*Your assignment*. Please copy every record below exactly and leave out the pictures.

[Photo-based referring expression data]
--- START ---

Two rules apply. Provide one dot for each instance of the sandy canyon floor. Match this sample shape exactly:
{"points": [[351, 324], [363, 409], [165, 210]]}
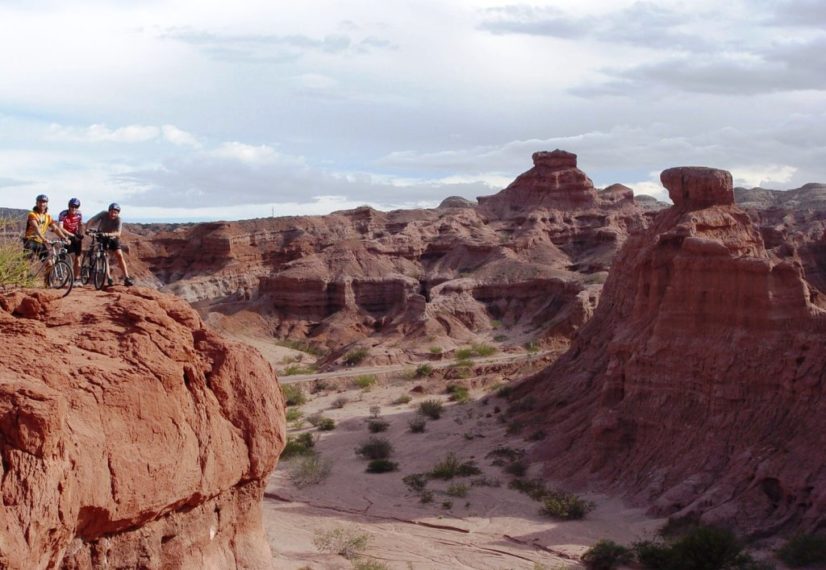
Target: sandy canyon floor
{"points": [[475, 522]]}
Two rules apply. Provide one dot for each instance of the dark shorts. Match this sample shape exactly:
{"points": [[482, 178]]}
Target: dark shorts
{"points": [[75, 243], [111, 244], [35, 249]]}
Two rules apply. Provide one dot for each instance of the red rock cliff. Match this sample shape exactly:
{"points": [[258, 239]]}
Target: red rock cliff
{"points": [[131, 436], [698, 385]]}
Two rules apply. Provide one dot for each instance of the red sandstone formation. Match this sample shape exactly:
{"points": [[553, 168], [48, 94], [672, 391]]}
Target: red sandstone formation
{"points": [[131, 436], [529, 260], [698, 384]]}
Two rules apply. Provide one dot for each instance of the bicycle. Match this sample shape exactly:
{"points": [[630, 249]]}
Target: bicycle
{"points": [[94, 265], [54, 267]]}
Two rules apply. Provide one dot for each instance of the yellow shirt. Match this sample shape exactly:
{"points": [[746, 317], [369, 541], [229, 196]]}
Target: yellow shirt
{"points": [[43, 221]]}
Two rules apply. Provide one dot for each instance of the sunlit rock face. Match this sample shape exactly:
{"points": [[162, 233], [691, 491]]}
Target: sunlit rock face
{"points": [[131, 435], [698, 384]]}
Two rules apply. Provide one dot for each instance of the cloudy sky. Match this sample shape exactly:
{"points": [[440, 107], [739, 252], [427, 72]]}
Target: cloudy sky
{"points": [[200, 109]]}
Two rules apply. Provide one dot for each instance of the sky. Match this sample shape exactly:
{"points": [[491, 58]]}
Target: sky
{"points": [[203, 110]]}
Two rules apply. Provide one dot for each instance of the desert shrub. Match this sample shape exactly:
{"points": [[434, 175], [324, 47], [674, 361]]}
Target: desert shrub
{"points": [[517, 468], [458, 393], [339, 403], [299, 445], [483, 349], [366, 381], [344, 541], [424, 370], [566, 506], [431, 408], [309, 470], [417, 424], [294, 414], [382, 466], [803, 549], [326, 424], [293, 394], [377, 425], [375, 448], [457, 490], [362, 564], [606, 555], [451, 467], [416, 482], [355, 356], [534, 488]]}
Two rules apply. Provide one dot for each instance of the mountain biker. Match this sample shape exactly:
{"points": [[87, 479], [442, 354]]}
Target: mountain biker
{"points": [[109, 225], [72, 222], [37, 223]]}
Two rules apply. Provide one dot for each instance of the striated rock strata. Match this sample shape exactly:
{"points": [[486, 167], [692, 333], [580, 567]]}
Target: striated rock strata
{"points": [[698, 384], [131, 436]]}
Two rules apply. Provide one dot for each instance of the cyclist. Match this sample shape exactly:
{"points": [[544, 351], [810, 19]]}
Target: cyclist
{"points": [[37, 223], [109, 225], [72, 222]]}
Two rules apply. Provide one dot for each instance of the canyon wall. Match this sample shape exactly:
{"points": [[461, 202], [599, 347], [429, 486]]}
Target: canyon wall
{"points": [[131, 436]]}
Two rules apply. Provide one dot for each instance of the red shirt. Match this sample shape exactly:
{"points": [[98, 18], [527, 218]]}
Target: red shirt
{"points": [[71, 222]]}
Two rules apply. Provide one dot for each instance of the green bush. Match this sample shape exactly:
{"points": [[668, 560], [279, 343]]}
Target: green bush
{"points": [[355, 356], [293, 394], [366, 381], [424, 370], [377, 425], [382, 466], [344, 541], [566, 506], [431, 408], [451, 467], [803, 549], [606, 555], [375, 448], [300, 445]]}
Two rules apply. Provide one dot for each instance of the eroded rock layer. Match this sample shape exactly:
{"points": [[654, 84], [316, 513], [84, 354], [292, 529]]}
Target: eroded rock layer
{"points": [[131, 436], [698, 384]]}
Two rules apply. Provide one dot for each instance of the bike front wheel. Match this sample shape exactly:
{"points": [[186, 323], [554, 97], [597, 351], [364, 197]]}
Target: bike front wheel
{"points": [[100, 268]]}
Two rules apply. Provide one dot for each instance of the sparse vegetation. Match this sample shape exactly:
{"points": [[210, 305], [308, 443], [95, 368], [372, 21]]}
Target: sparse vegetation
{"points": [[606, 555], [424, 370], [566, 506], [382, 466], [375, 448], [299, 445], [344, 541], [376, 425], [803, 549], [366, 381], [309, 470], [355, 356], [451, 467], [417, 424], [431, 408], [293, 395]]}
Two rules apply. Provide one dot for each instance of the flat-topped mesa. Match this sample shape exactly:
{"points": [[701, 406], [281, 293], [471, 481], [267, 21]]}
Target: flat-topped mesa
{"points": [[555, 159], [698, 187], [554, 183]]}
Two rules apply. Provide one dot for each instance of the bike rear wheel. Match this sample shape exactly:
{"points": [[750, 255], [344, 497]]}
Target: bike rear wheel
{"points": [[100, 269]]}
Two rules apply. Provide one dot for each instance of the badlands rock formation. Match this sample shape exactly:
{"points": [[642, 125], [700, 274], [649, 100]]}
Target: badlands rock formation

--- END ---

*Exercise output*.
Two rules apply. Provide one dot for each instance of the sandy canyon floor. Match this sample shape exactly:
{"points": [[351, 324], [363, 409], [165, 210]]}
Target: sandy canyon floor
{"points": [[475, 522]]}
Two rules apply. Provide one dot for each instance of the dark shorts. Match this sample shape exactly:
{"points": [[482, 178]]}
Target: dark shorts
{"points": [[75, 243], [111, 244], [35, 249]]}
Two rules apply. Provide one dot for each instance of the red rock cliff. Match this sample shape exactly:
{"points": [[258, 239]]}
Target: red rock cliff
{"points": [[131, 436], [698, 385]]}
Two rules apply. Provide one dot for each instance of the red sandstone formation. Match this sample shape exactly:
{"points": [[553, 168], [48, 94], [672, 391]]}
Target: red sandstone formation
{"points": [[131, 436], [529, 260], [698, 384]]}
Two rules apply. Provide one dot for each instance of the bicycle. Match this sample shape exactly:
{"points": [[630, 249]]}
Target: bicycle
{"points": [[94, 265], [54, 267]]}
Two rules apply. Provide one dot for each instance of the yellow shirt. Match this sample shape exactly:
{"points": [[746, 317], [369, 541], [229, 196]]}
Target: yellow shirt
{"points": [[43, 221]]}
Two rules apply. Provide one dot for each instance of the sunlit rock face. Match this sample shape exactly:
{"points": [[162, 233], [691, 491]]}
Target: sunlit rock face
{"points": [[131, 435], [698, 384]]}
Two rules apply. Provide one dot for each instance of the cloudy sky. Match this sample shape exactly:
{"points": [[440, 107], [739, 252], [427, 72]]}
Target: cloudy sky
{"points": [[200, 109]]}
Two rules apply. Provide one dot for each instance of the sky. Match this sample shape exactly:
{"points": [[491, 58]]}
Target: sky
{"points": [[203, 110]]}
Two rules apply. Provide one dot for each instance of the desert shrub. Match this sample shape exactly:
{"points": [[434, 175], [324, 47], [674, 361]]}
Target: desert shrub
{"points": [[517, 468], [458, 393], [339, 403], [299, 445], [483, 349], [366, 381], [344, 541], [424, 370], [566, 506], [431, 408], [309, 470], [417, 424], [294, 414], [382, 466], [803, 549], [326, 424], [293, 394], [377, 425], [375, 448], [457, 490], [362, 564], [606, 555], [451, 467], [416, 482], [355, 356], [534, 488]]}
Two rules apply. Provide one dot for each instance of the mountain biker. Match this sample shape exactly:
{"points": [[87, 479], [442, 354]]}
Target: mountain biker
{"points": [[109, 225], [72, 222], [37, 223]]}
Two rules apply. Provide one dot for each instance of the striated rock strata. Match this sample shape exactly:
{"points": [[486, 167], [692, 333], [580, 567]]}
Target: striated rock strata
{"points": [[698, 384], [131, 436]]}
Two rules apply. Provide one dot for each instance of the cyclist. Match this sample shape exactly:
{"points": [[544, 351], [810, 19]]}
Target: cyclist
{"points": [[37, 223], [109, 225], [72, 222]]}
Two rules apply. Provide one dot for each instance of the canyon wall. Match this sample shape exactly:
{"points": [[461, 202], [599, 347], [429, 486]]}
Target: canyon wall
{"points": [[131, 436]]}
Two rules apply. Provide one dot for each instance of the red shirt. Match this sample shape exactly:
{"points": [[98, 18], [527, 218]]}
Target: red shirt
{"points": [[71, 222]]}
Two rules apply. Provide one dot for each instance of the green bush. Match this sample shape exactly:
{"points": [[668, 560], [279, 343]]}
Target: green bush
{"points": [[355, 356], [293, 394], [366, 381], [424, 370], [377, 425], [382, 466], [344, 541], [566, 506], [431, 408], [451, 467], [803, 549], [606, 555], [375, 448], [300, 445]]}
Two rules apply. Provide one dot for each instance of the eroded rock layer. Match this sample shape exactly:
{"points": [[654, 84], [316, 513], [84, 354], [292, 529]]}
Target: eroded rock layer
{"points": [[131, 436], [698, 384]]}
Two rules apply. Provide one dot for each instance of the bike front wheel. Match this sample shape exactly:
{"points": [[186, 323], [554, 97], [597, 351], [364, 197]]}
Target: bike front wheel
{"points": [[100, 268]]}
Two rules apply. Provide one dot for each instance of the sparse vegetation. Match this sample shape exactly:
{"points": [[210, 305], [308, 443], [95, 368], [372, 21]]}
Target: sparse vegetation
{"points": [[606, 555], [424, 370], [566, 506], [382, 466], [375, 448], [299, 445], [344, 541], [376, 425], [803, 549], [366, 381], [309, 470], [355, 356], [451, 467], [417, 424], [431, 408], [293, 395]]}
Two rules apply. Provide one dot for each instance of the flat-topped mesa. Match this sample shape exactly:
{"points": [[701, 406], [281, 293], [471, 481], [267, 21]]}
Target: flat-topped mesa
{"points": [[555, 159], [698, 187], [554, 183]]}
Two rules apply. Provide one dot for each instance of the bike rear wheel. Match this sample shape exactly:
{"points": [[750, 255], [344, 497]]}
Target: bike rear wheel
{"points": [[100, 269]]}
Two rules apply. Provide one dot for each instance of the badlands rock formation. Match this sample shape exactly:
{"points": [[642, 125], [700, 274], [649, 100]]}
Target: badlands rock formation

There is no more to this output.